* [EXERCISE AIM]: Could you set down exactly the lines in the records below between the line holding "of the stone" and the line holding "of the metal", inclusive?

* [SUPPLIED MATERIAL]:
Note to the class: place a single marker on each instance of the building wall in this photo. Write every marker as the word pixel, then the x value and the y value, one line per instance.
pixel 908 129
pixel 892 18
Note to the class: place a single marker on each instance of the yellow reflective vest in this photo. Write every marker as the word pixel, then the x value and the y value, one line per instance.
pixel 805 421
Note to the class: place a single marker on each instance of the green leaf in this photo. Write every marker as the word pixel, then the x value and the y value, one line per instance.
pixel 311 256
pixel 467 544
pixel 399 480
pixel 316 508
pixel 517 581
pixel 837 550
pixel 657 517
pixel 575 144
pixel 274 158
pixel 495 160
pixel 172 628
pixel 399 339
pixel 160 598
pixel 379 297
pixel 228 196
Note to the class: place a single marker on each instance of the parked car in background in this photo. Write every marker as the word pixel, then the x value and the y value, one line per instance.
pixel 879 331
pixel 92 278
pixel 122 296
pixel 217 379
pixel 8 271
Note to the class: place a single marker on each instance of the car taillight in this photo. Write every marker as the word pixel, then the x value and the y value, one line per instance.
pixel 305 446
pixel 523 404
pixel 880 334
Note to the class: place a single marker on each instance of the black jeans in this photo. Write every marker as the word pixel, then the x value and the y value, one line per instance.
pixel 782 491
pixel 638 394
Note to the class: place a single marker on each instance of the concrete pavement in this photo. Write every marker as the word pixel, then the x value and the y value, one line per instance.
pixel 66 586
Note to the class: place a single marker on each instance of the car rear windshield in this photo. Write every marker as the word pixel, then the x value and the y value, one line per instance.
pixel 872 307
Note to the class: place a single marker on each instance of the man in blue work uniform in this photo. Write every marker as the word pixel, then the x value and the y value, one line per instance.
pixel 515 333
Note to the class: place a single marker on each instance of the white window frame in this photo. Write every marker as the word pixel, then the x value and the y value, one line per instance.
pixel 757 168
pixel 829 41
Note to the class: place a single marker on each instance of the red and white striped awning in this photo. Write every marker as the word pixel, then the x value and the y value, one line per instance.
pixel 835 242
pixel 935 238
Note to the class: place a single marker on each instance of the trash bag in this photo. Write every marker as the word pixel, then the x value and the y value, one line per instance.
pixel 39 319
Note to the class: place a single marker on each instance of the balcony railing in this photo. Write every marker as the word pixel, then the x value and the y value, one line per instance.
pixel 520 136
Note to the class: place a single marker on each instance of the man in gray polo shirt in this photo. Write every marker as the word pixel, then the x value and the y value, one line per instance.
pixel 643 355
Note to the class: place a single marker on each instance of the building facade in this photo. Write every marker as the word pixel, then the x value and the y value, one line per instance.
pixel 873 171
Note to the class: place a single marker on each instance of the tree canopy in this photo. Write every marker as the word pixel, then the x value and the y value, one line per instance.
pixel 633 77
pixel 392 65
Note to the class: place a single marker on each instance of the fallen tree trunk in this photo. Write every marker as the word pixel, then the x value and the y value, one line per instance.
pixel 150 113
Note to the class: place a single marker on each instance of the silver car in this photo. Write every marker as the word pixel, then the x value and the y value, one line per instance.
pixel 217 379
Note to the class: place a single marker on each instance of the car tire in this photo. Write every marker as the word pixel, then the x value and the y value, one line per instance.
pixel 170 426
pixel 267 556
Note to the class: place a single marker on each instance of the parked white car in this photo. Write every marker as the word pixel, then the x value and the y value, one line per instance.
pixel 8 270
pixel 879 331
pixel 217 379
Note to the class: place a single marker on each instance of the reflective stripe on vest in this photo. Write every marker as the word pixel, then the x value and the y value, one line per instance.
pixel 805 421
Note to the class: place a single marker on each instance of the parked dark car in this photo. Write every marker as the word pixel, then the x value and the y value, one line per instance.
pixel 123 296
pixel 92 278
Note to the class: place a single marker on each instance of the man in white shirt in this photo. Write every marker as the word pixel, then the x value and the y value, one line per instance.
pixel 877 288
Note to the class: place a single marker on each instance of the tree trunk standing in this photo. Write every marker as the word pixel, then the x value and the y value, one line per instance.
--
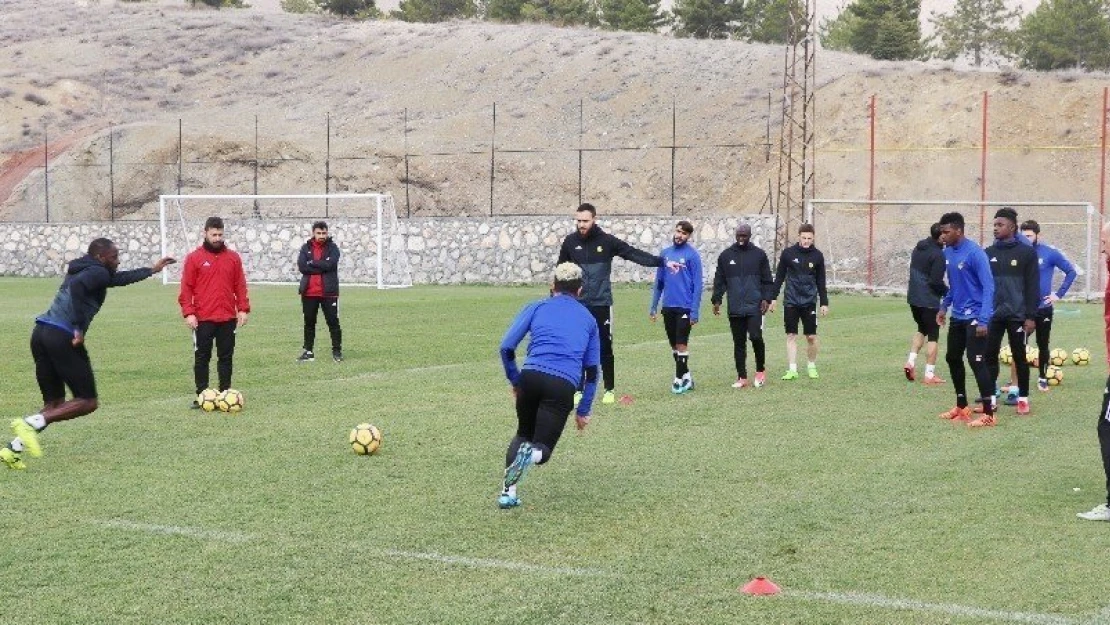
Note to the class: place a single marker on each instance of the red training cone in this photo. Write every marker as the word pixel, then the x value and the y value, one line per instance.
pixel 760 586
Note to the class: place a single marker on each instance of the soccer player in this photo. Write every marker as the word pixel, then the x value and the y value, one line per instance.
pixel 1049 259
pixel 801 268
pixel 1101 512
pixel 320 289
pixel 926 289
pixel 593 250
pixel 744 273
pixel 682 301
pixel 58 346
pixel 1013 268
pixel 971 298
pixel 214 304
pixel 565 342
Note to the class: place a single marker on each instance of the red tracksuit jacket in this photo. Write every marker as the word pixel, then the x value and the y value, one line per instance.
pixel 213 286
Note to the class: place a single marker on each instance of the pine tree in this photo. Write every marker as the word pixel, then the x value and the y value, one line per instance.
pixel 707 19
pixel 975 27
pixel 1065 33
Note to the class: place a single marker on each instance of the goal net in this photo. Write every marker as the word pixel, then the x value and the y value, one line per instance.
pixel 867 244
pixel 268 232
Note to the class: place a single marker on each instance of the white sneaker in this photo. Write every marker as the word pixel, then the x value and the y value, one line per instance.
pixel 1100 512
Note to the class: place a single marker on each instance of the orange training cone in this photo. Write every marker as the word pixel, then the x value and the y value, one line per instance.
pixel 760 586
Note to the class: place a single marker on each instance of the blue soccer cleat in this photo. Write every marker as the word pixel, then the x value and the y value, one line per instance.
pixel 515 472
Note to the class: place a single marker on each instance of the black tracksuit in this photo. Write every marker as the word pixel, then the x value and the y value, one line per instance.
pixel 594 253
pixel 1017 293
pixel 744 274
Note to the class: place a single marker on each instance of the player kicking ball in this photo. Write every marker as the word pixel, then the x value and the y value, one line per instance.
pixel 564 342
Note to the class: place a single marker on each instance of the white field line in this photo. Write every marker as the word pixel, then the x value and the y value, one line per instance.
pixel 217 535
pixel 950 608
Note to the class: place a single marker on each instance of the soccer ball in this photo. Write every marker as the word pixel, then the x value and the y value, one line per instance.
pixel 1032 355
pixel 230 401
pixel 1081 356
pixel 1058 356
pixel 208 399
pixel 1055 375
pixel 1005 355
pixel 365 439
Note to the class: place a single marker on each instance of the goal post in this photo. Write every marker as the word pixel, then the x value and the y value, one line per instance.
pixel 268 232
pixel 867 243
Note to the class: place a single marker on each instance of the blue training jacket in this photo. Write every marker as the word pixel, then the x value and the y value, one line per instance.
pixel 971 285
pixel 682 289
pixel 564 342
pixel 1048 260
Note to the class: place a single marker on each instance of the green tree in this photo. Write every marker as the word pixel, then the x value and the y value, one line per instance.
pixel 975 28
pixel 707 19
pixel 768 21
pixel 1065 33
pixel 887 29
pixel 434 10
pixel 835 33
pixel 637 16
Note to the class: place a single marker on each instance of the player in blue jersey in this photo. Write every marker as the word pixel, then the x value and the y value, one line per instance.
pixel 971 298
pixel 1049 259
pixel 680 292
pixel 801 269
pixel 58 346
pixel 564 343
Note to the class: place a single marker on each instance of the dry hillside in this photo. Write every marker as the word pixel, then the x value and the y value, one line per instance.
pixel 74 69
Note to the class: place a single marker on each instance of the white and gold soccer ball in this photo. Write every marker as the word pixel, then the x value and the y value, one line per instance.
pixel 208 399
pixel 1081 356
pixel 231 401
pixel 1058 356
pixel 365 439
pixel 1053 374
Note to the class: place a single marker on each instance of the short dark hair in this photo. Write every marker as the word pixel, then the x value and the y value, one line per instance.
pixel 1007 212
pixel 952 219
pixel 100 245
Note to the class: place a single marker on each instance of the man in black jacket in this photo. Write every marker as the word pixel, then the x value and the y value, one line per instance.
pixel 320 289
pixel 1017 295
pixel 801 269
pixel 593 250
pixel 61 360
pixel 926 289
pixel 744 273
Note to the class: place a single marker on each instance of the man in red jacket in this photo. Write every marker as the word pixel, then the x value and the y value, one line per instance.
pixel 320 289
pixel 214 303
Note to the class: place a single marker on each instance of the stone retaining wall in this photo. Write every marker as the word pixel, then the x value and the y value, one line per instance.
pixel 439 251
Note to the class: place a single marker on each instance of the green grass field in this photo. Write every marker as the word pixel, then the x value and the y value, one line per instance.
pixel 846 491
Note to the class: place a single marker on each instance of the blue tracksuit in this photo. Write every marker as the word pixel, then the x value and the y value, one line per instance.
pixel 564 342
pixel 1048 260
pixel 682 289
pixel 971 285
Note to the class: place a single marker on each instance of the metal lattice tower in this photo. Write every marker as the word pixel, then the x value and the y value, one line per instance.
--
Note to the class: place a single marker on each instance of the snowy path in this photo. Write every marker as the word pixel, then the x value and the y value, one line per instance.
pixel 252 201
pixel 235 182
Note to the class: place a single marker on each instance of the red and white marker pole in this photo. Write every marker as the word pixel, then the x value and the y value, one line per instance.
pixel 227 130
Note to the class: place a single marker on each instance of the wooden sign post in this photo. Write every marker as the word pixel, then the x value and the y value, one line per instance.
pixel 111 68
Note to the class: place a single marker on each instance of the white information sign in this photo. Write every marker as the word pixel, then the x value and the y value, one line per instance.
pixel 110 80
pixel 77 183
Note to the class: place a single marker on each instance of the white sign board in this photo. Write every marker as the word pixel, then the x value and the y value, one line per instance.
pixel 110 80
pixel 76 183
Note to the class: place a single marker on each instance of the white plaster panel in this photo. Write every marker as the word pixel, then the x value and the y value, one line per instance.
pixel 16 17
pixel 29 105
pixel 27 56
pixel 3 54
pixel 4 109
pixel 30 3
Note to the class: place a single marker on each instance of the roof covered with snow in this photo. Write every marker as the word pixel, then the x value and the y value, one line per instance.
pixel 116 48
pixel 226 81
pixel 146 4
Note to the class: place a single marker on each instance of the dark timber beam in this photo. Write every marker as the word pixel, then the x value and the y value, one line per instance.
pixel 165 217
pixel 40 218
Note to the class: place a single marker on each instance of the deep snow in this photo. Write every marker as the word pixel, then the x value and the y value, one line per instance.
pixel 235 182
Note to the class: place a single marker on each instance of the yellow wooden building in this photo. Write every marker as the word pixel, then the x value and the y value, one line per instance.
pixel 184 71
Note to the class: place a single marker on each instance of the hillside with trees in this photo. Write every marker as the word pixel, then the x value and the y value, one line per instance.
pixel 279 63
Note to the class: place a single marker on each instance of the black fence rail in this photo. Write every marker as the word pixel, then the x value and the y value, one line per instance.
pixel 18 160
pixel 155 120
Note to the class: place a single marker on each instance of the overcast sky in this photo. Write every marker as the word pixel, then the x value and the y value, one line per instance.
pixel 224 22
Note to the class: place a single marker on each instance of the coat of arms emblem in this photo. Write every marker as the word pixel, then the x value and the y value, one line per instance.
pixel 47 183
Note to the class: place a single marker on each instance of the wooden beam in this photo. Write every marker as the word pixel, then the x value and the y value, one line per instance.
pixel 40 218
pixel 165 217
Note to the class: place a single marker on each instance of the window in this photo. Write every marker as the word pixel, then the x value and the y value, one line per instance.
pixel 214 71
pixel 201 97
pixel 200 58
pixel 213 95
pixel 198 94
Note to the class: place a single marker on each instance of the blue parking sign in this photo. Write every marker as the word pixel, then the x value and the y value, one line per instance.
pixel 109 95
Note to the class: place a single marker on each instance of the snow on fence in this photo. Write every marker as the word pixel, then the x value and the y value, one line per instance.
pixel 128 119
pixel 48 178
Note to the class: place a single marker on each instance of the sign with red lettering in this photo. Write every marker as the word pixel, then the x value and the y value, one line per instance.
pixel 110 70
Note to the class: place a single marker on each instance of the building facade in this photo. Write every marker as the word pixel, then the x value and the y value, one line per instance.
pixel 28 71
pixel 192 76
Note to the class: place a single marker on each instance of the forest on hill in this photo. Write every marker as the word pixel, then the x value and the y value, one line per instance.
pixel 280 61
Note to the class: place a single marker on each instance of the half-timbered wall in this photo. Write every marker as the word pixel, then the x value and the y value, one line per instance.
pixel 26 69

* [TASK ANSWER]:
Note to the class: place a single marker on each instance of the stone retaining wall in this photo. Write every marker as the word pixel, then the x value and the y value, one line per instance.
pixel 439 251
Note to the class: place a single marker on each instance of the green grass field in this photo. Write every marker as the word pixel, then the x value and the y value, one line per instance.
pixel 846 491
Note to the class: place a single marker on each instance of the blue tracksuit in this photo. Write every marker as the word pixel, then the x value and the y value, one line per instance.
pixel 564 342
pixel 1048 260
pixel 682 289
pixel 971 285
Note to the class: place a single marker on each instance of the metal lattice tower in this photo. Write every marker as the word pixel, then the x value and the y value, one line per instance.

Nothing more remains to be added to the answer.